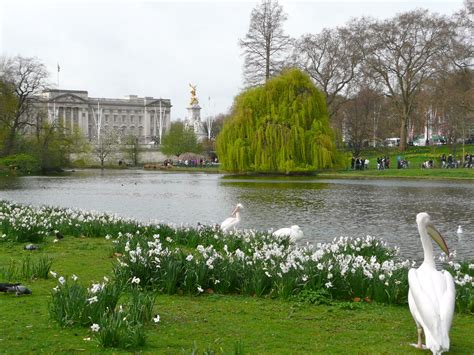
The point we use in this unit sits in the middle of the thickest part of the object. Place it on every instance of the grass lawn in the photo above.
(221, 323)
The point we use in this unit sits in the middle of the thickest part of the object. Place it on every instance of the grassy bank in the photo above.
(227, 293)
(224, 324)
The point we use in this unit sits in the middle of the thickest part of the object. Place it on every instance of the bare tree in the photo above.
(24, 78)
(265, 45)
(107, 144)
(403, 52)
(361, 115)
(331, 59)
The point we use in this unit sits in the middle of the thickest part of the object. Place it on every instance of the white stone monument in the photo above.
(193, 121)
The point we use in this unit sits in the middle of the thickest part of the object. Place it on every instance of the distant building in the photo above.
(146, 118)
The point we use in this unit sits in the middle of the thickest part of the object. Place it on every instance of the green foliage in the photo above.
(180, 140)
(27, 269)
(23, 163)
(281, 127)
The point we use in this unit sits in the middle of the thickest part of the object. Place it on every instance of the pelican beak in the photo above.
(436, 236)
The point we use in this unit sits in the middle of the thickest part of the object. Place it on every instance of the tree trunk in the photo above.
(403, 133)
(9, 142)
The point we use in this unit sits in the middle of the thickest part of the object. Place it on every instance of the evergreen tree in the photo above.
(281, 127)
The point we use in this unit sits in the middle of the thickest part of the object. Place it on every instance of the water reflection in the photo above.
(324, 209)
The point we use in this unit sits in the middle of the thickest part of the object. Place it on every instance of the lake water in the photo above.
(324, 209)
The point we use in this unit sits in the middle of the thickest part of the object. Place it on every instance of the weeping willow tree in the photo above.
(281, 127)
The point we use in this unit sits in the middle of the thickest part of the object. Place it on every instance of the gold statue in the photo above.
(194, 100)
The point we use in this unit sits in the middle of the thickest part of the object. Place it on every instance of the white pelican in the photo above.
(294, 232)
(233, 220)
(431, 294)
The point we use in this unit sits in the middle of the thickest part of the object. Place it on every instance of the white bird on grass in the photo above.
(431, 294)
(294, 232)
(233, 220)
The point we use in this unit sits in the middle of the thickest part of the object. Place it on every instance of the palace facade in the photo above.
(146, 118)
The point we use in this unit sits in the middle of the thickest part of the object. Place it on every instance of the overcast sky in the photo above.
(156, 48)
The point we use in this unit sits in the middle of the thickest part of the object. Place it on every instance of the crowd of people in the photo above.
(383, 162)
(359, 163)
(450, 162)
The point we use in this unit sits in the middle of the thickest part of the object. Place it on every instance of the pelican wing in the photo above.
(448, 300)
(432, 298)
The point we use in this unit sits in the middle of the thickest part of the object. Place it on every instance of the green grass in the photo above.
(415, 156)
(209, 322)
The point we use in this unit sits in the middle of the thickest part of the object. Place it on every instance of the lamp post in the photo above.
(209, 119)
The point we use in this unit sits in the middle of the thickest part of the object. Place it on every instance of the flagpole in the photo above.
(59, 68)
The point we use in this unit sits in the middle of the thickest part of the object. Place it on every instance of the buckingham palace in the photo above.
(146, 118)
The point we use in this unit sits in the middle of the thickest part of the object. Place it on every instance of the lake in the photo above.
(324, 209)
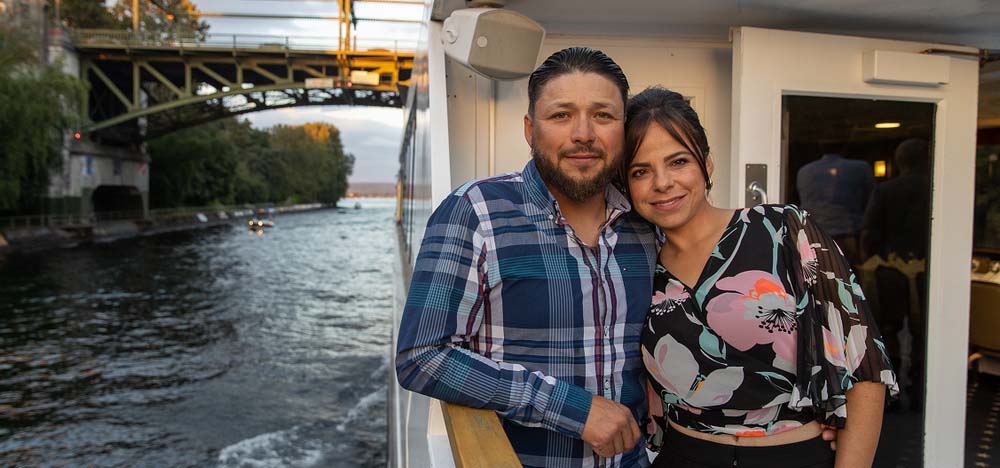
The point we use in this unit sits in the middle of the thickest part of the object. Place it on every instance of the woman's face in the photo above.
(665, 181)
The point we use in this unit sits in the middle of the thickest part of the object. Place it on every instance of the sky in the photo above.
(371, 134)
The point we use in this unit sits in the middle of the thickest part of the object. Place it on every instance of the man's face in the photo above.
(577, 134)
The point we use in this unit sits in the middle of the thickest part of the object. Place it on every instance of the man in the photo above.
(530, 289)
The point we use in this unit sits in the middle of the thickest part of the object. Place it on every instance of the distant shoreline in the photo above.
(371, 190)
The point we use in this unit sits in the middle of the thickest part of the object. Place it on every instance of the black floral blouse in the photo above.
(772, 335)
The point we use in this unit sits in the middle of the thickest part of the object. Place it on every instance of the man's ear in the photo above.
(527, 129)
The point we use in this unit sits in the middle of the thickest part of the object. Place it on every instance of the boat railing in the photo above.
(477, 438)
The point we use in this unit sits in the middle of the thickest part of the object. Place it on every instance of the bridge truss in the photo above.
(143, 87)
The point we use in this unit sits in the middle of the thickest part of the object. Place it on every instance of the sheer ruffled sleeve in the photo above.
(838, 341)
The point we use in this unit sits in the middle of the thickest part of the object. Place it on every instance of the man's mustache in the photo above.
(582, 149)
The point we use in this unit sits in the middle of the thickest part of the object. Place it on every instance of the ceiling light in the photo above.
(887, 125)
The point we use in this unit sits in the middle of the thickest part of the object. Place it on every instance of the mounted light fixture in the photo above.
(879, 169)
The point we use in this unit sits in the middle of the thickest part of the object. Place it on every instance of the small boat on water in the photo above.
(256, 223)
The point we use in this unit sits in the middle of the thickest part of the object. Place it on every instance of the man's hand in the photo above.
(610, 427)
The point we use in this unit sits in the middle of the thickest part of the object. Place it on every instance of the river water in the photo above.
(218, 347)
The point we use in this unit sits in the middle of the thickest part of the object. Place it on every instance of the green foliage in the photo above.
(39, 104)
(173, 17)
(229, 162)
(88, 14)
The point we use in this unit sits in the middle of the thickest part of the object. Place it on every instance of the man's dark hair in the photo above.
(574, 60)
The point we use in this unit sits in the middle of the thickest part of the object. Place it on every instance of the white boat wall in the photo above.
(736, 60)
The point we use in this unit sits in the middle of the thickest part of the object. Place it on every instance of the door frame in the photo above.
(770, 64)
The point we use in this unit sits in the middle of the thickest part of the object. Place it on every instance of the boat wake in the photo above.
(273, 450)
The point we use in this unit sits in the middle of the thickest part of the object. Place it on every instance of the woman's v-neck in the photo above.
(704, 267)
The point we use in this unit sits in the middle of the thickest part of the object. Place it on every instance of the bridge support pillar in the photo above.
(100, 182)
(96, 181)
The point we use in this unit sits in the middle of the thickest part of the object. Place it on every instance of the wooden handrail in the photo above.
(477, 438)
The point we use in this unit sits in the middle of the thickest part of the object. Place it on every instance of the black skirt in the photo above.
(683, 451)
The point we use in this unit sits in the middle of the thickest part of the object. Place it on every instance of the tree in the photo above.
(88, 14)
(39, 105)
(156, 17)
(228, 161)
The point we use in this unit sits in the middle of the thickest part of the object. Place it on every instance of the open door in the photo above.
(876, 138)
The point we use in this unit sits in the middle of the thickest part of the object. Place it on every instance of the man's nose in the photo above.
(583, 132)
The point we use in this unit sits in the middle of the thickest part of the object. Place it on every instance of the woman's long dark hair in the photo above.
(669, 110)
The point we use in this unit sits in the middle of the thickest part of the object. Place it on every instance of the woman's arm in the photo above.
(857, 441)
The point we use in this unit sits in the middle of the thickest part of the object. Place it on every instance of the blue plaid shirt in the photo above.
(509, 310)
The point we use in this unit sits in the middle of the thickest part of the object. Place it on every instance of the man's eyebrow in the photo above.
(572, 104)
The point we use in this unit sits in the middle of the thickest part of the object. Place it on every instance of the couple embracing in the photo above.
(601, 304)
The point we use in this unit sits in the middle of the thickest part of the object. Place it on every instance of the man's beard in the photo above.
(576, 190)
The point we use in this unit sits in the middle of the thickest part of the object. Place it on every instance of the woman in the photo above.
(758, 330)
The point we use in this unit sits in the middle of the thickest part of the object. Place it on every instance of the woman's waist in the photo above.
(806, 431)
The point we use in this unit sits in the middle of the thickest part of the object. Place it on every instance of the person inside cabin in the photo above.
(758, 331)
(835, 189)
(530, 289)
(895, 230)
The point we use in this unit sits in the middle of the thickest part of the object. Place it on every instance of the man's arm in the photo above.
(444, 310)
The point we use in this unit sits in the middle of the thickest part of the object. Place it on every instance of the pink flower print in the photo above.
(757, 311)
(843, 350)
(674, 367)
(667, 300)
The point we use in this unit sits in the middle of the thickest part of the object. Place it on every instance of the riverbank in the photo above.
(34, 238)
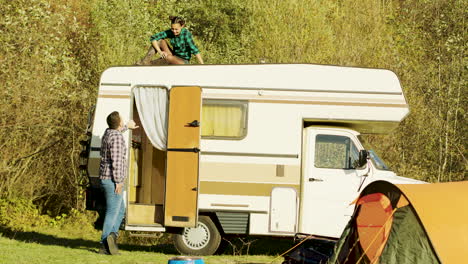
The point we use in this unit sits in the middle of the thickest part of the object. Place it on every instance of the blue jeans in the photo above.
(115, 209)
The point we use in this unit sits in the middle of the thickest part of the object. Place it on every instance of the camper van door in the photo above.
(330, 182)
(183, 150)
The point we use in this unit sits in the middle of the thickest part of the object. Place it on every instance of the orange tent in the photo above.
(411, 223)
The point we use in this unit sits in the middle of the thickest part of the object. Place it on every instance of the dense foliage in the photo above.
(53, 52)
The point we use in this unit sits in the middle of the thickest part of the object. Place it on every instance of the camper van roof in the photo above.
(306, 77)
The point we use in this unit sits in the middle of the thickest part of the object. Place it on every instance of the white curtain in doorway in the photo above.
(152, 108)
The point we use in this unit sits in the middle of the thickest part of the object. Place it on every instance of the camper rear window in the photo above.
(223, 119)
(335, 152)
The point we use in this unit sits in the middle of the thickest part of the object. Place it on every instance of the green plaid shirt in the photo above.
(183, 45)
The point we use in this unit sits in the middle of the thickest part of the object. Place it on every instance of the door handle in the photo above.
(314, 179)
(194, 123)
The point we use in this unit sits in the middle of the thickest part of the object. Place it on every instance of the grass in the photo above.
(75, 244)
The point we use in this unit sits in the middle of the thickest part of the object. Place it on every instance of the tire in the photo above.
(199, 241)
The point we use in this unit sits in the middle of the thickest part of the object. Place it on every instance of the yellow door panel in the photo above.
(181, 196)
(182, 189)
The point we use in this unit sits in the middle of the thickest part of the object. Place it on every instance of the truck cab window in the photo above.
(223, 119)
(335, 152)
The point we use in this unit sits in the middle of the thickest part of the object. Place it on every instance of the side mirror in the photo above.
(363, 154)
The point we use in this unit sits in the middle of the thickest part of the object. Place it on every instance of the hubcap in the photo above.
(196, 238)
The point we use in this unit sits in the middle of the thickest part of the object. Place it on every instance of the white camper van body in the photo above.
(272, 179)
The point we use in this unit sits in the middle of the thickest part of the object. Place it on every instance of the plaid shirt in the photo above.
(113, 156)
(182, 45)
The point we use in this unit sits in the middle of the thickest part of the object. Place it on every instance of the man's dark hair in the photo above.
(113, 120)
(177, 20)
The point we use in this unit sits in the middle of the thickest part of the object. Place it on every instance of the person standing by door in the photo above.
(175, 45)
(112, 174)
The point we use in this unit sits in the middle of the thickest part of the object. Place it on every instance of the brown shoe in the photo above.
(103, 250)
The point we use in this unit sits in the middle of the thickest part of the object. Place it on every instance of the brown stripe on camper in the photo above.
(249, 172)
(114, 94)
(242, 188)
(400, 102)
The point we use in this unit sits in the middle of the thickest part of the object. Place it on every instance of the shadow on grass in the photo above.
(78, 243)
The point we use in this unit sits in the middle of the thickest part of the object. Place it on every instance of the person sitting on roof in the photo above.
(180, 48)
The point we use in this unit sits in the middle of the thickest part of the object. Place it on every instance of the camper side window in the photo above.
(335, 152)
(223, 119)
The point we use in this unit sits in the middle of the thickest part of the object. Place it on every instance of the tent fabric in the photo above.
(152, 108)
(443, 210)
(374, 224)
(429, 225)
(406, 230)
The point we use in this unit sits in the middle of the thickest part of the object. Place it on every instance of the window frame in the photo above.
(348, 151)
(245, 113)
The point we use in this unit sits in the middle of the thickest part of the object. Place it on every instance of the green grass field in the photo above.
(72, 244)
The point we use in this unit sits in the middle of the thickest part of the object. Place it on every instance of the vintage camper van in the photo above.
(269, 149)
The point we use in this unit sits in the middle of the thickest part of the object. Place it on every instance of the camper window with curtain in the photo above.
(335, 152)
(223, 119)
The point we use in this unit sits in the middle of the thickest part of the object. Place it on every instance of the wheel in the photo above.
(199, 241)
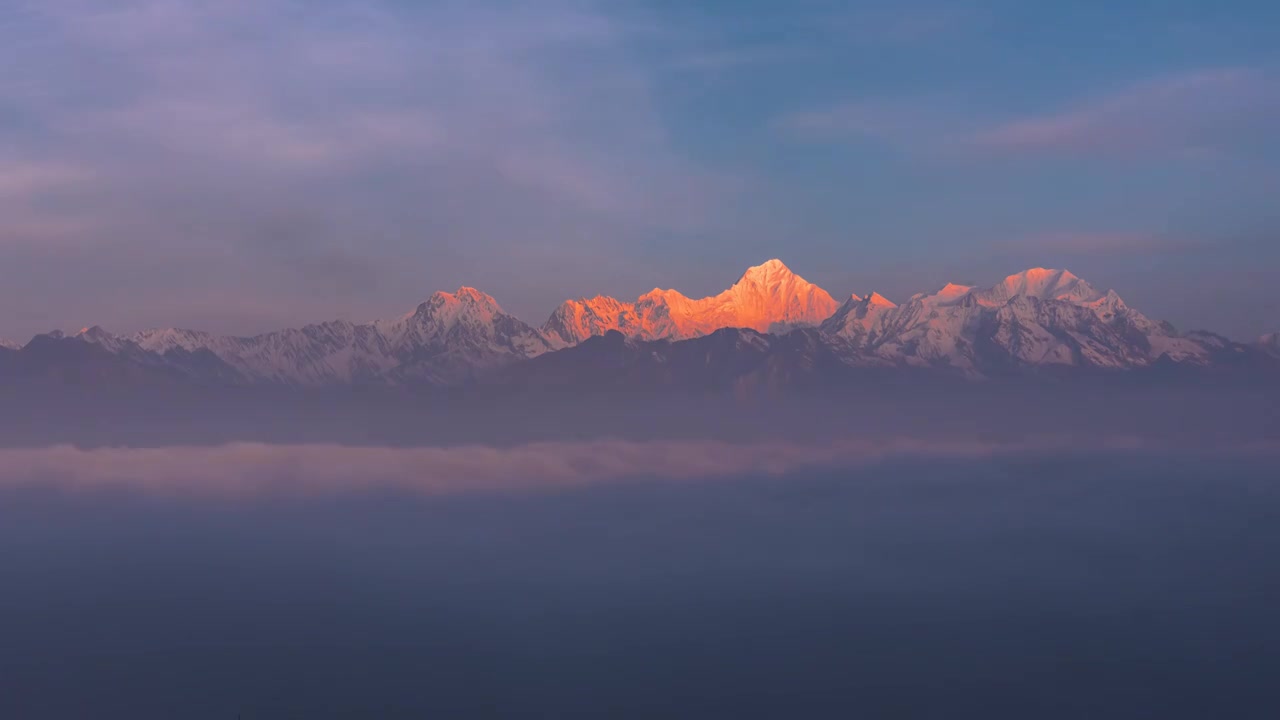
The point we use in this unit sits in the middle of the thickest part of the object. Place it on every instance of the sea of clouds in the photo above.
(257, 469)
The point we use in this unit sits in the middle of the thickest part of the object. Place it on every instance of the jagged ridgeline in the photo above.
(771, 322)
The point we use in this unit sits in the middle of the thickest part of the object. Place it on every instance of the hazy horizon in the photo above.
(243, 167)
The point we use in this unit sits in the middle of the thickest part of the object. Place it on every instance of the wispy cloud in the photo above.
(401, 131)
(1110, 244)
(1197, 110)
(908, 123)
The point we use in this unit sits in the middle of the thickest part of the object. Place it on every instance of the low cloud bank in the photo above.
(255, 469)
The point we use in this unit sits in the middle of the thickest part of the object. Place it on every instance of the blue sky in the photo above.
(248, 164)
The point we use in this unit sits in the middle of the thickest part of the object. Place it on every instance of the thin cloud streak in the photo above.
####
Stated goal
Write out only the lines from the line containing "fabric in the photo above." through the end of the material above, both end lines included. Pictures are not written out.

Answer for this exercise
The point we use in this unit sits in the middle of the thickest part of the object. Place it on every instance of the tent fabric in the photo above.
(152, 108)
(443, 210)
(374, 224)
(429, 225)
(406, 230)
The point we use in this unit sits in the middle of the thickest part of the object. Place it on every instance of the window frame in the photo above.
(348, 151)
(245, 113)
The point we use in this unit sits in the middle of the thickest part of the object. Place it on every instance of the green grass field in the photo above.
(72, 244)
The point we use in this unit sits in the middle of the thickest part of the object. Place it on every instance of the vintage camper van in the photo above.
(269, 149)
The point we use in this unit sits in the middle of the thickest part of the object. Place it on every instance of the camper window with curtain in the photo above.
(335, 152)
(223, 119)
The point we use in this unit sits in the middle of the thickest part of the object. Place it on every instance of the wheel in the photo above.
(199, 241)
The point we use in this unit sits in the middle of the thickest part of the object. Place it on every instance of the sea of clouds in the photo above.
(257, 469)
The point we use in this unit sits in the middle of the thickest part of the object. Place it on every instance of the jagged ridgeline in the photo above.
(771, 322)
The point we use in this unit sits in the middle of the thickest part of the object. Place it on every instance of the hazy horizon in the photo above.
(243, 167)
The point we use in this unit sits in the middle of the thickest part of the object. Place it on every instance of the wispy cloud in the photo above.
(401, 131)
(1110, 244)
(1197, 110)
(908, 123)
The point we use in this unit sits in the middle of the thickest part of the object. Place it on every instance of the low cloud bank in the photo above.
(255, 469)
The point we use in this unit sits in the middle of the thickest part of the object. Place it on every instance of the blue sky in the photo above.
(248, 164)
The point we use in this unit sits in the middle of the thickest part of the object. Place it on every instance of the thin cloud streak in the photo above.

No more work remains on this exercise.